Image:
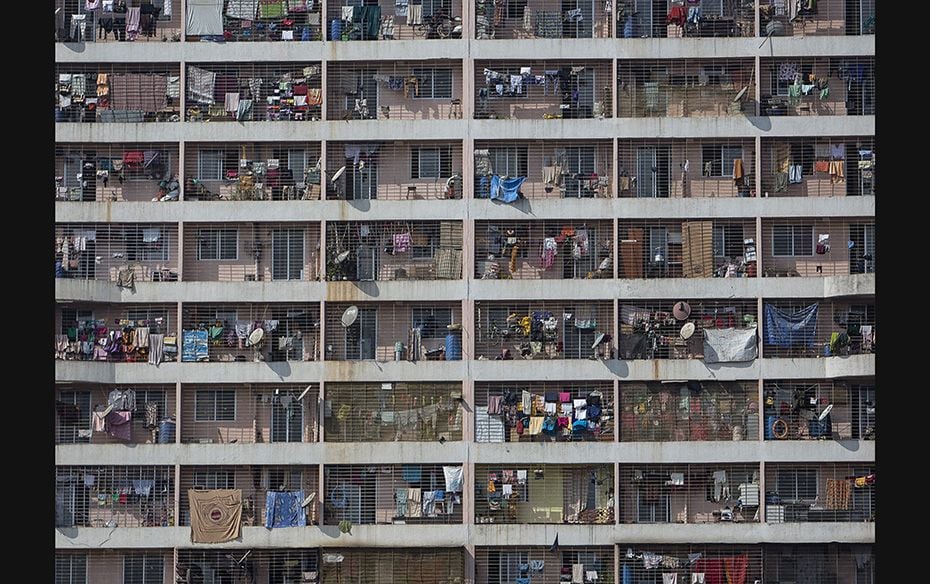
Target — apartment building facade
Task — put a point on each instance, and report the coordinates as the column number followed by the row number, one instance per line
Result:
column 465, row 292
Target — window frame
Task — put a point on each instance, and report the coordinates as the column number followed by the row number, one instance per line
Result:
column 200, row 394
column 794, row 227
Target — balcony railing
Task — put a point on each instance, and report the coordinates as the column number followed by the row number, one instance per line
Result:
column 256, row 482
column 249, row 414
column 395, row 250
column 689, row 412
column 543, row 330
column 394, row 170
column 123, row 253
column 685, row 88
column 819, row 167
column 254, row 92
column 406, row 494
column 718, row 248
column 128, row 333
column 819, row 492
column 689, row 493
column 261, row 171
column 114, row 496
column 544, row 412
column 117, row 92
column 659, row 168
column 819, row 410
column 818, row 86
column 402, row 90
column 544, row 493
column 230, row 332
column 543, row 90
column 811, row 328
column 393, row 412
column 415, row 331
column 250, row 252
column 142, row 414
column 717, row 331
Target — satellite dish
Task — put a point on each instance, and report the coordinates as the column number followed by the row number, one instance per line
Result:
column 741, row 94
column 687, row 330
column 349, row 316
column 255, row 337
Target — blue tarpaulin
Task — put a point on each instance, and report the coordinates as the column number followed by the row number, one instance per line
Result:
column 283, row 509
column 790, row 330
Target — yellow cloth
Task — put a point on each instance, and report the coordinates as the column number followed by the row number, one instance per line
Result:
column 216, row 516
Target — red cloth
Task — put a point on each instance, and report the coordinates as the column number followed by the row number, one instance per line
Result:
column 736, row 569
column 712, row 569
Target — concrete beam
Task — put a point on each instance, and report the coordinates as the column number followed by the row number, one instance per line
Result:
column 525, row 129
column 457, row 452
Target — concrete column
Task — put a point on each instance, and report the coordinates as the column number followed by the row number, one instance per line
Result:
column 181, row 174
column 180, row 252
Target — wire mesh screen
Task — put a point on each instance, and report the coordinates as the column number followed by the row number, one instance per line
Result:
column 581, row 564
column 830, row 17
column 811, row 328
column 656, row 248
column 117, row 252
column 97, row 22
column 543, row 89
column 259, row 171
column 814, row 247
column 819, row 564
column 254, row 92
column 79, row 417
column 542, row 169
column 380, row 566
column 253, row 413
column 230, row 332
column 819, row 167
column 393, row 412
column 298, row 483
column 724, row 167
column 114, row 496
column 685, row 88
column 249, row 20
column 542, row 19
column 819, row 409
column 116, row 332
column 670, row 19
column 818, row 86
column 689, row 412
column 714, row 330
column 542, row 250
column 393, row 250
column 544, row 493
column 544, row 411
column 250, row 252
column 275, row 566
column 817, row 492
column 386, row 20
column 689, row 493
column 141, row 566
column 117, row 92
column 548, row 329
column 394, row 331
column 394, row 170
column 397, row 90
column 116, row 172
column 649, row 563
column 406, row 494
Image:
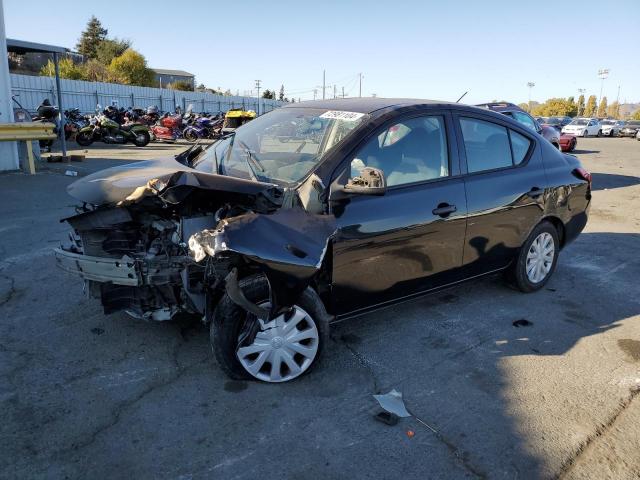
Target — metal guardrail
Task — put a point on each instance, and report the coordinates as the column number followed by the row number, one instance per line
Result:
column 27, row 131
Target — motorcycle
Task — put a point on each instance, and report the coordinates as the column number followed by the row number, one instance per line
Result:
column 168, row 128
column 102, row 128
column 203, row 127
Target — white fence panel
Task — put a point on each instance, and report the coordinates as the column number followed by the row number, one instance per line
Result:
column 32, row 90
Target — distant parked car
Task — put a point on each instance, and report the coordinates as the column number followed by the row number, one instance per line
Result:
column 522, row 117
column 630, row 128
column 611, row 128
column 568, row 142
column 583, row 127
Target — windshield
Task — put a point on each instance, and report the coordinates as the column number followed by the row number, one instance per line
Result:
column 284, row 145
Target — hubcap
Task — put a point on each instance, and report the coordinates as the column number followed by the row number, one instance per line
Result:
column 540, row 257
column 283, row 349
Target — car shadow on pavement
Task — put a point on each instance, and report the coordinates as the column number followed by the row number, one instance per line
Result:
column 601, row 181
column 471, row 362
column 579, row 151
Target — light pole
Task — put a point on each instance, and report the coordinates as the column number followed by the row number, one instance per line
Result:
column 258, row 87
column 602, row 73
column 581, row 92
column 530, row 85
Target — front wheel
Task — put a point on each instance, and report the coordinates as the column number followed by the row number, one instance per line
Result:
column 84, row 139
column 573, row 144
column 537, row 259
column 141, row 139
column 276, row 351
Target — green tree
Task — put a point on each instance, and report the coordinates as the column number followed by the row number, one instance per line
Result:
column 91, row 37
column 130, row 68
column 580, row 105
column 110, row 48
column 555, row 107
column 602, row 109
column 182, row 85
column 68, row 69
column 94, row 71
column 614, row 110
column 590, row 109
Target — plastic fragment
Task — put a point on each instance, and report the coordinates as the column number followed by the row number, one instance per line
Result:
column 392, row 402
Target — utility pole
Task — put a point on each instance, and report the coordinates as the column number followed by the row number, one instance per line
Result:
column 581, row 92
column 602, row 73
column 258, row 87
column 323, row 83
column 530, row 85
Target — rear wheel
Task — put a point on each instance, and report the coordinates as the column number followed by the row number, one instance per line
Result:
column 84, row 139
column 141, row 139
column 190, row 136
column 537, row 259
column 276, row 351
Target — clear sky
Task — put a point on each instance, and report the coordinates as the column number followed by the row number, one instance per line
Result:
column 425, row 49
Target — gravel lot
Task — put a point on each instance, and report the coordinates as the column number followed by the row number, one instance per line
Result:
column 91, row 396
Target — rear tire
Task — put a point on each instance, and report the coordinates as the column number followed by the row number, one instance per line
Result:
column 190, row 136
column 533, row 267
column 230, row 322
column 84, row 139
column 142, row 139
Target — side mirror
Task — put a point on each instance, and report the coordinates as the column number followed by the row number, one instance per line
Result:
column 370, row 182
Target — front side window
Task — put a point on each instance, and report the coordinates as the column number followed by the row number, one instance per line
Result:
column 410, row 151
column 489, row 146
column 525, row 120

Task goal: Go through the listing above and write it out again exactly, dropping the pictures.

Problem solution:
Image:
Target — apartment building facade
Task — put a point on each instance, and report the coordinates as the column number followed by the row number, one instance per line
Result:
column 465, row 292
Target — window frame
Task — put a point on each instance, and report the coordinates as the column number followed by the row number, one instance per line
Result:
column 200, row 394
column 794, row 227
Target — balcony railing
Task — put a point on each instance, and report the coordinates as the column number followed by the row number, one instance per line
Result:
column 256, row 482
column 249, row 414
column 395, row 250
column 689, row 412
column 543, row 330
column 394, row 170
column 123, row 253
column 685, row 88
column 819, row 167
column 254, row 92
column 406, row 494
column 718, row 248
column 128, row 333
column 819, row 492
column 689, row 493
column 261, row 171
column 114, row 496
column 544, row 412
column 117, row 92
column 659, row 168
column 819, row 410
column 818, row 86
column 402, row 90
column 544, row 493
column 230, row 332
column 543, row 90
column 811, row 328
column 393, row 412
column 415, row 331
column 250, row 252
column 142, row 414
column 717, row 331
Target — satellite dish
Task — put a point on each instance, and report the coordinates as the column number followed by the row number, one instance per line
Result:
column 741, row 94
column 687, row 330
column 349, row 316
column 255, row 337
Target — blue tarpaulin
Task — put a point on each instance, and report the coordinates as the column number followed by the row number, one instance per line
Result:
column 283, row 509
column 790, row 330
Target — yellow cloth
Task — put a point on each instance, and report the coordinates as the column number followed by the row number, one instance per line
Result:
column 216, row 516
Target — red cloth
Task — put a point on each instance, and report the coordinates as the column number followed by the row number, one instance per line
Result:
column 736, row 569
column 712, row 569
Target — concrete beam
Task — put a point on each instance, and report the coordinates as the column number followed by the row number, one instance per line
Result:
column 525, row 129
column 457, row 452
Target — concrete column
Task — put a point on each instance, and report the coordinates as the column number followed by the row number, one instance per line
Result:
column 181, row 174
column 180, row 252
Target — wire mesh screen
Task — put a point on each instance, and report the coordinates as the column number followed by the row number, one instance per line
Result:
column 581, row 564
column 830, row 17
column 811, row 328
column 656, row 248
column 117, row 252
column 97, row 22
column 543, row 89
column 259, row 171
column 814, row 247
column 819, row 564
column 254, row 92
column 79, row 417
column 542, row 169
column 380, row 566
column 253, row 413
column 230, row 332
column 819, row 167
column 393, row 412
column 298, row 483
column 724, row 167
column 114, row 496
column 685, row 88
column 249, row 20
column 542, row 19
column 819, row 409
column 116, row 332
column 670, row 19
column 818, row 86
column 689, row 412
column 714, row 330
column 542, row 250
column 393, row 250
column 544, row 493
column 544, row 411
column 250, row 252
column 275, row 566
column 817, row 492
column 386, row 20
column 689, row 493
column 141, row 566
column 117, row 92
column 548, row 329
column 394, row 331
column 394, row 170
column 397, row 90
column 116, row 172
column 649, row 563
column 406, row 494
Image:
Target — metal guardrail
Task — put a point on each instance, and report the coordinates as the column number followed by the row number, one instance per line
Result:
column 27, row 131
Target — motorcycle
Task — put a point on each instance, and report the coordinates as the column number followed by the row number, one instance per line
Result:
column 168, row 128
column 102, row 128
column 203, row 127
Target — white fence panel
Task — put a point on each instance, and report the coordinates as the column number followed by the row number, one instance per line
Result:
column 32, row 90
Target — distant parked car
Task — put a point on each instance, and report the coordinates as the column number followed by the row number, one instance per line
Result:
column 522, row 117
column 630, row 128
column 611, row 128
column 568, row 142
column 583, row 127
Target — windshield
Task — put a point on each instance, and report the coordinates as the column number followed by the row number, one instance per line
Result:
column 284, row 145
Target — hubcap
Task — put a point on each instance, and report the coordinates as the column number followed by the row number, one instance per line
Result:
column 540, row 257
column 283, row 349
Target — car shadow on pavement
Task — put a point on each instance, and report the coordinates as the column number followed by the row number, one instance per line
Result:
column 601, row 181
column 471, row 362
column 579, row 151
Target — light pole
Task — put a point on each instance, and report the coordinates as the column number followed by the row number, one instance per line
Result:
column 258, row 87
column 602, row 73
column 581, row 92
column 530, row 85
Target — front wheel
Task — put a point on each instance, and report the coordinates as the column number followed by the row number, one instance per line
Result:
column 84, row 139
column 573, row 144
column 537, row 259
column 141, row 139
column 276, row 351
Target — green tree
Task — put a point on each instance, and report the coordinates as the column number followed by the row number, one instance per line
Result:
column 91, row 37
column 130, row 68
column 580, row 105
column 110, row 48
column 555, row 107
column 602, row 109
column 182, row 85
column 68, row 69
column 94, row 71
column 614, row 110
column 590, row 109
Target — plastic fragment
Task — put a point on each instance, and report the coordinates as the column number followed by the row number, one instance per line
Result:
column 392, row 402
Target — utility pole
Task — put a point on each instance, and report the coordinates as the column number followed by the row number, one instance per line
Result:
column 581, row 92
column 602, row 73
column 258, row 87
column 323, row 83
column 530, row 85
Target — rear wheel
Task — put a point on each instance, and report the coordinates as the column number followed by the row number, one instance per line
Result:
column 84, row 139
column 141, row 139
column 190, row 136
column 537, row 259
column 276, row 351
Target — clear sky
Task — put a point on each instance, and report the coordinates as the column number followed by the row number, one instance per line
Result:
column 425, row 49
Target — gravel lot
Task — put a point on each instance, and report the coordinates as the column number followed by the row number, one instance per line
Result:
column 91, row 396
Target — rear tire
Task — put a point on each instance, and report the coordinates as the column number followed by the row number, one instance per line
Result:
column 190, row 136
column 533, row 267
column 230, row 322
column 84, row 139
column 142, row 139
Target — side mirror
Task — put a point on each instance, and report the coordinates as the column number followed by the row number, one instance per line
Result:
column 370, row 182
Target — front side window
Task — put a point on each instance, and report the coordinates as the column number followed by the row number, one instance per line
Result:
column 410, row 151
column 489, row 146
column 525, row 120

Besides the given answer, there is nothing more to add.